**WHAT YOU WILL DO:** Print exactly the lines from the line with "the fireplace firebox?" to the last line of the data, please, both included.
===== RECORDS SHOWN
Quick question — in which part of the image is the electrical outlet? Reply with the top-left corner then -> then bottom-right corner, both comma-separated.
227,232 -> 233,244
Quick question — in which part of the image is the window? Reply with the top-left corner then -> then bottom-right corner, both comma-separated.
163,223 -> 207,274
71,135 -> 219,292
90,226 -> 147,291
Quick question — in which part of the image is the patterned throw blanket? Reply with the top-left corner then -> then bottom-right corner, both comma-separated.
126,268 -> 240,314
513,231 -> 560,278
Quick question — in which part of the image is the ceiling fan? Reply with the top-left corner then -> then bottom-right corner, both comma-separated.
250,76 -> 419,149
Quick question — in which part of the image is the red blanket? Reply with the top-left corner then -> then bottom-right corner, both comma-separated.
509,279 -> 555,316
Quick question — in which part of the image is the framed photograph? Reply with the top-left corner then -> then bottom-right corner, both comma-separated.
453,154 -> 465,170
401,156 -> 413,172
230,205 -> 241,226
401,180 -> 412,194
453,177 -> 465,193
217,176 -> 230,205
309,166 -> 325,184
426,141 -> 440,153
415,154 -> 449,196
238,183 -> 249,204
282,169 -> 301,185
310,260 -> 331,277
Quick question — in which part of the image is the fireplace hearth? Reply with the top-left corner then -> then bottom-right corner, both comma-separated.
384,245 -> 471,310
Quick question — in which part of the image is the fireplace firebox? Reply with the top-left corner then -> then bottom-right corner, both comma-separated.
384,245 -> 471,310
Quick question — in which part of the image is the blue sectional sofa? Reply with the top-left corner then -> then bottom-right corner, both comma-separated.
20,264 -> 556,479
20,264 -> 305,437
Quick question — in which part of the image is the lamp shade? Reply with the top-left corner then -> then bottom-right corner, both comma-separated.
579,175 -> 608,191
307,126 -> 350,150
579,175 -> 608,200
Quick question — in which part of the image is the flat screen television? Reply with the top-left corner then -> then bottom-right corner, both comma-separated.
==========
**RESPONSE BOX:**
Quick question — in which part of the image is the fireplace firebox? Reply with the top-left corner then -> then bottom-right corner, both comma-separated.
384,245 -> 471,310
Quick question — in which part of the image is the blue sectional sofa? Reply with the top-left corner then -> then bottom-right corner, both comma-separated.
20,264 -> 556,479
20,264 -> 305,437
Quick question — in which part of the image is the lamp shade? Reply with the top-left corner then -> then bottom-right corner, both comma-separated.
579,175 -> 608,191
307,126 -> 350,150
579,175 -> 608,200
Quick question — in which part of the image is the flat screen television? Reply with the top-left corner then -> then bottom-right corner, both comma-separated.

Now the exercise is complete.